SUPPLIED TEXT:

------------------------

# Should we let him fly outside a bit?



## ClaireinTX (Sep 1, 2009)

Hi,
I'm wondering about the pros and cons of letting our pet pigeon Rocky have a bit of free time outside occasionally.

For background, here's the link to a (far-too-lengthy) update I posted recently about our adventures with him. Rocky the Wonderpigeon

The short version is that he's a rescued feral who has lived with us in an indoor cage for two years. He was found being mistreated by some kids in a park and, after some TLC, shipped from his rescuer in California to us in Texas. He's an only bird and seems very bonded to my son and to me. However, he will fly to pretty much anyone who comes to visit. My theory is that he was a hand-raised baby who was released w/out being socialized. He was about four months old when we got him.

He loves to fly and gets free time in the house every evening. He also has an outdoor flight pen that he hangs out in a few times/week, but he never flies around much there. I'd love to be able to let him take a spin around the back yard, but I don't want to risk his safety. 

I've read here about people whose feral pigeons get to spend time out like that, but I think those may have been born at the home where they now live. Would anyone like to weigh in?

Thanks,
Claire in Texas


----------



## Libis (Oct 8, 2010)

I think it's safer in the pen or in the house. A lone pigeon is a dinner invite for a hawk.


----------



## ClaireinTX (Sep 1, 2009)

When we build an outside home for him, we'd like to get more birds. Well, I'd like to just get him a mate, but my son has a more elaborate plan. 

My son want to get him another rescue for a mate and then let them have one set of babies. His plan is to next find rescue mates for the two offspring for a total of six birds. He thinks this would be a nice-sized group and they'd possibly be able to fly free occasionally.

------------------------

DATA PROVIDED:
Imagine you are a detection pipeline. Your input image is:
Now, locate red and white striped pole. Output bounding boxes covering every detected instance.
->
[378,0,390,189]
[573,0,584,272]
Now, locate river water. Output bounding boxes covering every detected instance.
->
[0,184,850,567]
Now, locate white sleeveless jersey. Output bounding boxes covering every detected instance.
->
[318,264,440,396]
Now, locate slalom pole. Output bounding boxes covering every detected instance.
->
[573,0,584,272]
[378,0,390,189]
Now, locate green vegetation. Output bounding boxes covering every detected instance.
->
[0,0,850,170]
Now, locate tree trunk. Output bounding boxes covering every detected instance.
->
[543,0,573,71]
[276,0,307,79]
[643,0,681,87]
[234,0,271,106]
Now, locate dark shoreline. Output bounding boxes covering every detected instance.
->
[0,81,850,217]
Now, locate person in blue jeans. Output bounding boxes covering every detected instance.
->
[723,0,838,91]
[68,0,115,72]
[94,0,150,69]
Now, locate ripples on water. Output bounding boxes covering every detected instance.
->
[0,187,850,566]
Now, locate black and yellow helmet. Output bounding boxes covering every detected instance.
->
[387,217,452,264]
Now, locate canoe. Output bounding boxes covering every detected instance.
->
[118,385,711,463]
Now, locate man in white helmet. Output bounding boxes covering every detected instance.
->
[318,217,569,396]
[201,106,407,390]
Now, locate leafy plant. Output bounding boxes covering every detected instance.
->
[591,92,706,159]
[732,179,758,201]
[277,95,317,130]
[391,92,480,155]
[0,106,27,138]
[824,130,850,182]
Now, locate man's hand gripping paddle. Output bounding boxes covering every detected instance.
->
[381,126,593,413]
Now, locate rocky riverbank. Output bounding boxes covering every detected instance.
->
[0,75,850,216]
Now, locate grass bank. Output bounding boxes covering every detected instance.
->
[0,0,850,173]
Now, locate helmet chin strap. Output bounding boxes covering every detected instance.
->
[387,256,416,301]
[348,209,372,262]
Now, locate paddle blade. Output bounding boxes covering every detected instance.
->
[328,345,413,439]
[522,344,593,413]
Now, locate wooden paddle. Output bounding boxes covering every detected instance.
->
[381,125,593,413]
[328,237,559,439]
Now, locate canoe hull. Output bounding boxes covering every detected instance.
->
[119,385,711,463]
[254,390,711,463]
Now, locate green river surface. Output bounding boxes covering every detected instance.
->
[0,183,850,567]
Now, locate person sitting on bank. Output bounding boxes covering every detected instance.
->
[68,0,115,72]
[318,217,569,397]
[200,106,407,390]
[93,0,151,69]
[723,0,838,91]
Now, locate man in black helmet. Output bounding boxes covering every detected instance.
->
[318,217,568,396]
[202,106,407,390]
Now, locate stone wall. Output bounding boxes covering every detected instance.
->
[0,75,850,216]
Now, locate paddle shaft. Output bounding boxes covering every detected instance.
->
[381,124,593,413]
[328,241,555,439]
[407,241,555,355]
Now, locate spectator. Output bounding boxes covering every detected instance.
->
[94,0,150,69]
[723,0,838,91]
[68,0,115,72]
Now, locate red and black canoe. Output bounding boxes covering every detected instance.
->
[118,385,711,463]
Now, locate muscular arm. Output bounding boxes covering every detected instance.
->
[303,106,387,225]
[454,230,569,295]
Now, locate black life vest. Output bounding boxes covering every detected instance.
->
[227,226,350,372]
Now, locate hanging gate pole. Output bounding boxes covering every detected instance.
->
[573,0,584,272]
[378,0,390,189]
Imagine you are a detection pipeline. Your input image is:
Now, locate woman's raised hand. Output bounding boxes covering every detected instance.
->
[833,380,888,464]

------------------------

STATED PROBLEM A: In the pigeon thread, rewrite the paragraph that begins "The short version is that he's a rescued feral" as a short bulleted list that keeps its main facts.
STATED PROBLEM B: Reproduce word for word the part of the pigeon thread starting with "I think it's" and going on through "more elaborate plan.".
The records above come from a separate source.

RIGHT ANSWER A:
- Rocky is a rescued feral pigeon who has lived in an indoor cage with the family for two years.
- He was found being mistreated by kids in a park. After some care, his rescuer in California shipped him to the family in Texas.
- He is their only bird and seems closely bonded to the poster and the poster's son, but he will fly to almost any visitor.
- The poster's theory is that he was hand-raised as a baby and released without being socialized.
- He was about four months old when the family got him.

RIGHT ANSWER B:
I think it's safer in the pen or in the house. A lone pigeon is a dinner invite for a hawk.


----------



## ClaireinTX (Sep 1, 2009)

When we build an outside home for him, we'd like to get more birds. Well, I'd like to just get him a mate, but my son has a more elaborate plan.